What is being asked ->
Set down, character for character, the lines of the rows below from the line with "range --coords pixels" to the line with "[[[182,65],[171,69],[150,87],[150,101],[256,102],[256,59]]]", including both of those lines.

Stored data
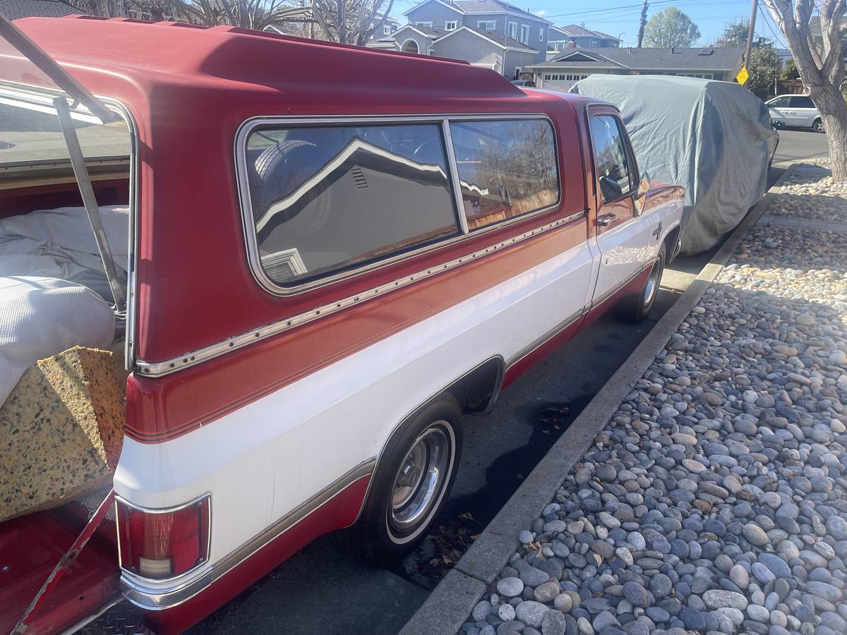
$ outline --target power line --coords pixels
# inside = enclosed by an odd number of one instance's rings
[[[788,45],[786,45],[785,42],[783,42],[782,41],[782,39],[779,37],[779,36],[777,35],[777,32],[775,30],[773,30],[773,27],[771,26],[771,23],[769,21],[771,16],[770,16],[769,14],[767,13],[766,8],[763,7],[763,6],[761,6],[761,2],[759,3],[759,8],[761,9],[761,14],[765,17],[765,19],[762,20],[762,21],[765,23],[765,25],[767,27],[767,30],[769,31],[771,31],[771,35],[773,36],[773,39],[776,40],[777,43],[779,44],[779,45],[781,45],[783,48],[788,48]]]

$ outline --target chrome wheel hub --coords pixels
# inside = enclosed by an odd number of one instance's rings
[[[438,425],[415,439],[394,478],[388,511],[390,528],[403,533],[426,518],[438,504],[451,467],[452,441]]]
[[[650,278],[647,279],[647,284],[644,288],[645,308],[650,306],[650,303],[653,301],[653,296],[656,295],[656,290],[659,288],[659,279],[662,277],[662,270],[659,268],[660,262],[656,259],[656,262],[653,263],[653,269],[650,272]]]

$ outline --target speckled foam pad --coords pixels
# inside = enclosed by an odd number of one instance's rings
[[[110,481],[124,438],[125,384],[108,351],[40,360],[0,406],[0,522]]]

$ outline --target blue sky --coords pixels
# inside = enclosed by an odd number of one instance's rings
[[[556,25],[583,24],[617,36],[623,46],[634,46],[638,35],[638,22],[641,14],[640,0],[511,0],[523,8],[540,14]],[[416,0],[395,0],[391,14],[405,23],[403,12],[416,4]],[[667,7],[676,7],[687,14],[702,34],[699,44],[707,44],[723,30],[726,22],[750,16],[750,0],[654,0],[650,3],[647,19]],[[542,14],[543,12],[543,14]],[[768,25],[778,34],[763,5],[759,3],[756,33],[773,38]],[[781,34],[779,34],[781,35]],[[781,38],[784,39],[784,38]],[[778,47],[783,47],[778,43]]]

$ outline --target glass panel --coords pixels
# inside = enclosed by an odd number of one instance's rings
[[[130,134],[123,121],[103,124],[87,114],[71,117],[86,158],[129,160]],[[0,168],[42,164],[56,169],[54,163],[63,161],[69,159],[56,110],[0,96]]]
[[[811,97],[807,97],[803,95],[800,95],[796,97],[791,97],[791,108],[815,108],[815,102],[811,101]]]
[[[559,200],[553,129],[546,120],[453,122],[468,227],[555,205]]]
[[[458,233],[437,124],[261,130],[246,152],[259,255],[274,282]]]
[[[611,115],[592,117],[591,141],[603,202],[620,198],[632,190],[632,179],[617,120]]]

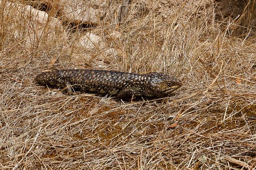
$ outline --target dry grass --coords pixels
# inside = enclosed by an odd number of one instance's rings
[[[217,20],[210,1],[132,1],[120,20],[122,1],[109,2],[100,26],[64,37],[46,26],[28,45],[31,23],[2,1],[0,169],[255,169],[255,32],[235,34],[235,18]],[[255,32],[247,21],[244,32]],[[89,31],[103,47],[76,46]],[[46,69],[99,67],[162,71],[184,85],[168,98],[123,102],[33,81]]]

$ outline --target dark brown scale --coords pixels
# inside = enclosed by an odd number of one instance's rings
[[[119,98],[132,97],[166,96],[180,87],[176,78],[159,73],[140,74],[107,70],[70,69],[43,73],[36,82],[42,85],[67,88],[68,94],[74,90],[117,95]]]

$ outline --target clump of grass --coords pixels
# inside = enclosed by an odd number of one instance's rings
[[[122,1],[110,2],[98,26],[56,24],[47,36],[46,24],[28,45],[36,25],[2,1],[0,168],[254,169],[255,36],[230,34],[241,26],[216,20],[207,2],[169,1],[132,1],[122,20]],[[78,47],[88,32],[104,45]],[[46,69],[102,65],[162,72],[184,85],[170,97],[123,101],[33,81]]]

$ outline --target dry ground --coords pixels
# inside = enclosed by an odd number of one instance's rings
[[[122,1],[109,2],[100,26],[63,24],[67,36],[46,29],[30,45],[14,36],[26,25],[1,12],[0,169],[255,169],[255,12],[236,18],[210,0],[137,0],[120,22]],[[88,32],[104,47],[76,46]],[[184,85],[169,97],[122,101],[33,82],[76,68],[158,71]]]

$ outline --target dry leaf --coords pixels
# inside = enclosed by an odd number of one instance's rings
[[[167,128],[174,128],[178,126],[178,121],[176,121],[174,123],[172,124],[168,127],[167,127]]]
[[[242,83],[242,81],[241,79],[240,79],[240,77],[237,77],[237,78],[236,79],[236,84],[241,84]]]

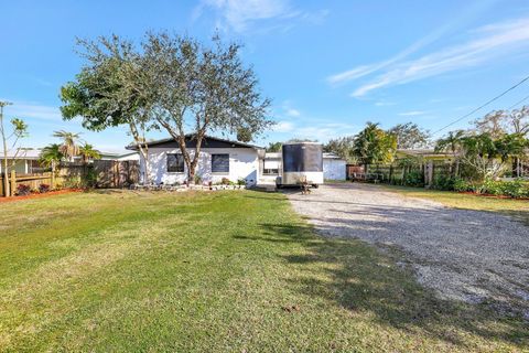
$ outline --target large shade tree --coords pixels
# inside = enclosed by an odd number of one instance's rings
[[[153,96],[144,89],[149,79],[141,55],[132,42],[118,35],[96,41],[78,40],[85,60],[75,81],[61,88],[64,119],[83,118],[83,126],[101,131],[125,126],[140,154],[147,160],[145,133],[155,128],[151,121]],[[149,182],[149,164],[145,163]]]
[[[148,33],[141,50],[117,35],[79,43],[86,64],[62,89],[63,116],[82,116],[93,130],[128,125],[144,160],[145,131],[166,130],[180,146],[190,182],[206,132],[249,141],[272,124],[270,101],[242,64],[238,44],[225,45],[215,36],[213,45],[205,45],[165,32]],[[190,139],[195,141],[192,152]]]
[[[237,135],[249,141],[272,125],[270,100],[261,96],[251,67],[239,56],[240,45],[212,45],[169,33],[150,33],[143,43],[144,69],[153,93],[154,121],[179,143],[187,178],[194,181],[202,142],[208,131]],[[193,151],[186,141],[195,141]]]

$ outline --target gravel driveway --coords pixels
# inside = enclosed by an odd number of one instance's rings
[[[487,212],[445,207],[358,183],[287,192],[326,236],[397,246],[421,284],[443,298],[501,307],[529,318],[529,227]]]

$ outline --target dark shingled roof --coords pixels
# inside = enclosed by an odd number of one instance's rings
[[[173,138],[165,138],[154,141],[148,141],[148,147],[179,147],[179,143]],[[196,146],[196,140],[193,138],[193,135],[185,136],[185,147],[194,148]],[[202,140],[203,148],[253,148],[256,150],[263,149],[262,147],[256,145],[249,145],[238,141],[230,141],[226,139],[220,139],[218,137],[205,136]],[[126,147],[128,150],[138,150],[136,145],[129,145]]]

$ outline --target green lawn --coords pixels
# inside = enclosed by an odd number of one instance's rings
[[[467,352],[528,327],[435,299],[281,194],[91,192],[0,204],[0,350]]]
[[[382,185],[382,188],[406,196],[436,201],[449,207],[501,213],[529,224],[528,200],[498,199],[451,191],[425,190],[423,188],[395,185]]]

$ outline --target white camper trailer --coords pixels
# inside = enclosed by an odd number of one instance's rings
[[[299,185],[302,181],[317,188],[323,184],[323,146],[316,142],[284,143],[278,188]]]

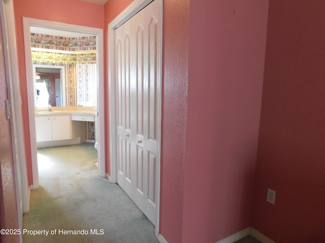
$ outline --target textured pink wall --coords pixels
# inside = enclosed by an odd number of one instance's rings
[[[5,100],[8,95],[3,48],[0,20],[0,229],[18,229],[10,123],[6,119]],[[0,241],[18,242],[18,235],[1,234]]]
[[[106,121],[105,125],[106,130],[105,131],[105,143],[106,144],[106,149],[105,150],[105,157],[107,158],[106,165],[107,172],[111,174],[111,168],[110,164],[110,134],[109,134],[109,94],[107,92],[108,87],[108,25],[125,8],[133,2],[133,0],[123,0],[116,1],[115,0],[108,0],[105,5],[104,8],[104,18],[105,18],[105,34],[104,35],[104,45],[105,45],[105,60],[106,71],[105,73],[105,104],[106,105]]]
[[[324,10],[270,1],[252,226],[277,243],[324,240]]]
[[[250,226],[268,9],[191,1],[182,242]]]
[[[160,232],[181,242],[189,0],[164,1]]]
[[[19,65],[19,78],[22,101],[24,133],[28,182],[32,184],[29,124],[27,109],[27,86],[22,17],[66,23],[104,29],[104,6],[80,0],[56,0],[53,4],[43,0],[15,0],[14,8]]]
[[[106,30],[132,2],[108,1],[105,9]],[[182,237],[189,8],[189,0],[164,1],[160,232],[170,243],[181,242]]]

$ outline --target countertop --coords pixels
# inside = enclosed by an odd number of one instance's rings
[[[85,116],[96,116],[96,110],[76,110],[76,109],[64,109],[61,110],[52,110],[50,111],[45,110],[36,110],[35,116],[46,116],[49,115],[79,115]]]

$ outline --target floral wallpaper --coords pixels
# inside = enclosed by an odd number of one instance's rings
[[[30,33],[31,47],[66,51],[96,50],[96,36],[69,38]]]

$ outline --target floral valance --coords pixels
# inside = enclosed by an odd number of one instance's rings
[[[30,33],[31,47],[65,51],[96,50],[96,36],[69,38]]]

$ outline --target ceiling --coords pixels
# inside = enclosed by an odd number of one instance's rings
[[[84,2],[89,2],[89,3],[93,3],[94,4],[100,4],[101,5],[105,5],[108,0],[81,0]]]

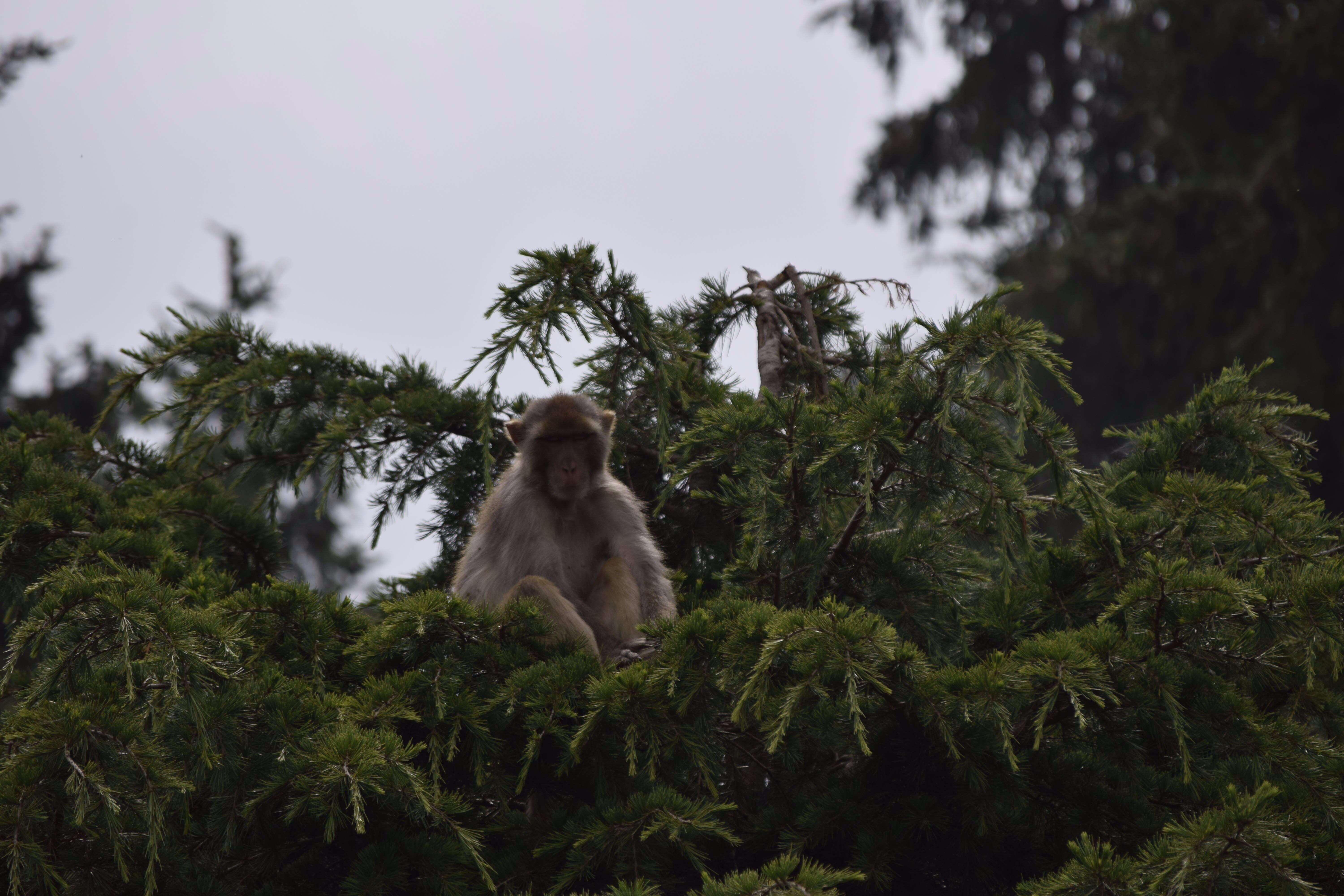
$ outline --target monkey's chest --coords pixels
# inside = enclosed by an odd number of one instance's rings
[[[548,551],[552,575],[547,578],[555,582],[566,598],[582,602],[610,555],[607,539],[581,517],[562,521],[554,531],[552,541],[554,549]]]

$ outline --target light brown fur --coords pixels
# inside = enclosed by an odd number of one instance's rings
[[[517,454],[481,505],[453,590],[495,607],[531,598],[558,637],[636,658],[636,626],[675,617],[676,602],[642,505],[607,469],[614,420],[562,394],[505,424]]]

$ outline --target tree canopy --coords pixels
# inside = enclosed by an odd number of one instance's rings
[[[1328,411],[1312,424],[1344,509],[1344,5],[1318,0],[958,0],[935,4],[964,64],[883,125],[857,203],[933,238],[993,235],[1019,314],[1064,337],[1087,402],[1062,408],[1085,458],[1106,426],[1177,410],[1232,357]],[[905,0],[844,16],[895,75]],[[1054,396],[1059,398],[1059,396]]]
[[[1316,415],[1230,367],[1078,461],[1067,363],[1001,294],[871,333],[786,269],[653,308],[523,254],[482,386],[183,314],[161,447],[0,433],[0,853],[13,893],[1339,892],[1339,524]],[[887,283],[899,300],[899,285]],[[754,326],[762,388],[718,367]],[[556,337],[617,411],[680,615],[626,668],[445,592]],[[356,604],[284,580],[317,476],[429,494]]]

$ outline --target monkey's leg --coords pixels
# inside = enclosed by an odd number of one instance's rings
[[[546,607],[546,614],[551,618],[551,625],[555,629],[556,638],[575,638],[589,653],[594,657],[601,657],[602,653],[597,649],[597,638],[593,637],[593,629],[589,623],[583,622],[579,611],[574,609],[560,590],[555,587],[555,583],[550,579],[543,579],[539,575],[523,576],[517,580],[509,592],[504,595],[503,603],[508,603],[517,598],[532,598],[543,607]]]
[[[652,653],[648,639],[636,629],[642,619],[640,587],[621,557],[610,557],[597,574],[587,598],[587,618],[607,657],[642,660]]]

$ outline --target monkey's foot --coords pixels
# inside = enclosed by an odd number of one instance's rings
[[[659,652],[659,642],[652,638],[632,638],[612,649],[610,657],[616,665],[628,666],[632,662],[642,662]]]

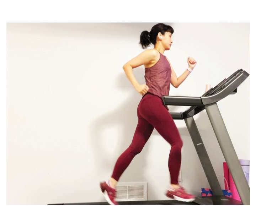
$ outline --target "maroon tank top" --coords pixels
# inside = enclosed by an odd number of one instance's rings
[[[160,52],[159,54],[160,57],[157,62],[150,67],[145,68],[144,76],[146,84],[149,89],[143,98],[147,93],[156,95],[161,99],[162,96],[169,95],[171,74],[171,66],[165,56]],[[165,105],[165,107],[169,111],[167,105]]]

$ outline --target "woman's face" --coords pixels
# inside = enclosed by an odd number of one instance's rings
[[[162,44],[165,50],[169,50],[172,44],[172,34],[169,32],[166,32],[164,35],[162,35]]]

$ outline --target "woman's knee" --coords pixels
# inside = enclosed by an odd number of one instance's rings
[[[129,151],[131,153],[132,153],[136,155],[140,153],[142,151],[142,148],[139,147],[132,147],[131,146],[129,146]]]
[[[183,141],[181,139],[180,140],[171,144],[171,146],[172,147],[175,146],[176,147],[181,149],[183,146]]]

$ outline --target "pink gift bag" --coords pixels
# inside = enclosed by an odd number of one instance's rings
[[[239,159],[239,161],[241,164],[243,171],[245,175],[245,177],[248,182],[249,178],[249,167],[250,166],[250,161],[246,159]],[[224,182],[225,189],[229,188],[229,189],[231,191],[232,193],[232,198],[233,199],[241,201],[240,197],[239,196],[238,192],[236,189],[236,188],[235,184],[235,183],[233,180],[232,175],[229,171],[228,165],[225,162],[223,163],[223,173],[224,177],[227,180],[227,182]]]

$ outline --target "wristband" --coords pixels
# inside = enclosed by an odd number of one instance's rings
[[[188,68],[187,69],[187,70],[189,71],[190,72],[191,72],[192,71],[192,70],[190,69],[189,67],[188,67]]]

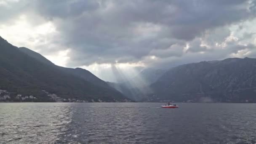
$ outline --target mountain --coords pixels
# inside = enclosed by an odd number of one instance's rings
[[[150,85],[149,101],[256,102],[256,59],[232,58],[182,65]]]
[[[166,71],[164,69],[147,68],[138,75],[123,83],[108,82],[108,84],[127,97],[136,101],[143,101],[147,99],[147,94],[152,92],[149,86]]]
[[[96,85],[110,89],[112,90],[113,90],[105,81],[98,78],[88,70],[80,68],[72,69],[58,66],[54,64],[42,56],[40,54],[31,50],[29,48],[21,47],[19,48],[19,49],[24,53],[35,58],[42,63],[49,65],[52,67],[55,67],[56,68],[59,69],[60,70],[69,74],[81,78]]]
[[[40,101],[52,100],[48,93],[63,99],[89,101],[99,99],[105,101],[127,99],[115,90],[97,85],[70,75],[46,59],[35,58],[40,55],[30,56],[27,53],[31,51],[21,49],[23,51],[0,37],[0,89],[7,90],[13,95],[36,96]],[[24,52],[25,51],[27,53]],[[80,72],[81,69],[76,70]]]

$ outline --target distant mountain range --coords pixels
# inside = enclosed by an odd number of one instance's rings
[[[11,97],[33,95],[38,101],[52,101],[46,91],[67,99],[129,100],[85,69],[55,65],[39,53],[25,48],[19,48],[1,37],[0,80],[0,89],[10,92]]]
[[[182,65],[171,69],[150,87],[150,101],[256,102],[256,59]]]
[[[37,101],[256,102],[256,59],[249,58],[146,69],[115,83],[86,69],[56,65],[0,37],[0,101],[22,95]]]
[[[107,83],[129,99],[136,101],[147,101],[147,94],[152,92],[149,86],[166,71],[164,69],[146,68],[134,77],[122,83]]]

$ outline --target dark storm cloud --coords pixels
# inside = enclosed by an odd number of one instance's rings
[[[198,53],[202,52],[208,59],[225,56],[243,48],[232,41],[220,51],[216,43],[230,36],[227,27],[253,19],[256,11],[255,1],[246,0],[29,2],[28,11],[53,22],[59,32],[57,43],[63,46],[56,48],[71,49],[69,67],[117,61],[152,64],[184,56],[189,62],[203,60],[192,56],[202,56]],[[187,44],[189,48],[184,51]],[[158,61],[145,58],[153,55]]]

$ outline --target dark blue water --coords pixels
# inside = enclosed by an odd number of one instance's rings
[[[1,103],[0,143],[256,144],[256,104],[161,104]]]

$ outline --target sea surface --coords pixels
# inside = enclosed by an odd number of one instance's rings
[[[256,104],[0,103],[0,144],[256,144]]]

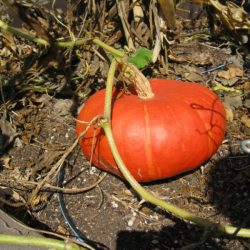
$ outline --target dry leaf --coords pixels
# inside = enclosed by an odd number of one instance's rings
[[[228,70],[219,71],[218,76],[229,80],[237,76],[242,77],[243,73],[243,70],[238,67],[230,67]]]
[[[241,118],[240,118],[241,122],[248,128],[250,128],[250,118],[248,115],[243,115]]]
[[[234,113],[231,108],[225,107],[226,110],[226,118],[228,122],[232,122],[234,119]]]
[[[2,166],[6,169],[13,169],[10,166],[10,157],[8,155],[3,155],[1,158]]]

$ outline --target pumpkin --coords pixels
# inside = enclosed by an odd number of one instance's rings
[[[226,115],[218,96],[197,83],[151,79],[154,97],[113,91],[111,125],[118,151],[139,182],[164,179],[195,169],[220,146]],[[92,95],[80,110],[76,131],[86,128],[104,109],[105,90]],[[92,163],[121,176],[104,131],[92,125],[80,140]]]

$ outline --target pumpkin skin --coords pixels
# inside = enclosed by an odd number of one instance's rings
[[[134,94],[113,92],[112,130],[118,151],[139,182],[150,182],[195,169],[220,146],[226,115],[218,96],[197,83],[151,79],[155,96],[140,99]],[[105,90],[92,95],[78,120],[91,121],[103,114]],[[86,125],[78,122],[79,136]],[[80,139],[89,160],[94,126]],[[95,130],[92,163],[121,176],[104,131]]]

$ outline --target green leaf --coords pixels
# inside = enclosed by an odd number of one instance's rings
[[[138,49],[133,55],[128,57],[128,62],[134,64],[138,69],[148,66],[153,58],[153,51],[147,48]]]

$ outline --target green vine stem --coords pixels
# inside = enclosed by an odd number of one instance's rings
[[[7,245],[17,245],[17,246],[39,246],[46,247],[48,249],[56,250],[86,250],[87,248],[80,247],[74,243],[64,242],[61,240],[55,240],[50,238],[42,238],[35,236],[25,236],[25,235],[8,235],[0,234],[0,243]]]
[[[104,107],[104,119],[100,121],[100,126],[103,128],[105,135],[107,137],[111,152],[113,154],[113,157],[123,174],[124,178],[129,182],[129,184],[133,187],[133,189],[141,196],[141,198],[145,201],[148,201],[156,206],[159,206],[160,208],[172,213],[173,215],[180,217],[184,220],[193,222],[203,228],[207,229],[214,229],[219,232],[229,234],[229,235],[235,235],[239,237],[246,237],[250,238],[250,229],[248,228],[237,228],[232,226],[224,226],[221,224],[216,224],[213,222],[210,222],[206,219],[203,219],[199,216],[196,216],[184,209],[181,209],[171,203],[168,203],[166,201],[161,200],[160,198],[152,195],[149,193],[146,189],[144,189],[136,180],[135,178],[130,174],[128,169],[126,168],[123,160],[121,159],[121,156],[118,152],[118,149],[116,147],[116,143],[113,137],[112,128],[111,128],[111,103],[112,103],[112,88],[113,88],[113,82],[114,82],[114,74],[115,69],[117,67],[117,63],[115,60],[113,60],[110,71],[107,78],[107,86],[106,86],[106,96],[105,96],[105,107]]]

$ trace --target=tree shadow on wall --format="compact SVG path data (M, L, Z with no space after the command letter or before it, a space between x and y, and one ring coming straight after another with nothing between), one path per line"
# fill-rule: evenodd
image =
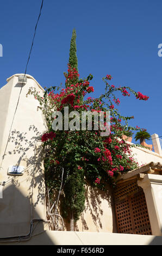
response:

Task answer ->
$ outline --target distant mountain range --coords pixels
# inside = enclosed by an odd number of one instance's rings
[[[11,97],[33,95],[38,101],[52,101],[46,91],[67,99],[129,100],[85,69],[55,65],[39,53],[25,48],[19,48],[1,37],[0,80],[0,89],[10,92]]]
[[[182,65],[171,69],[150,87],[150,101],[256,102],[256,59]]]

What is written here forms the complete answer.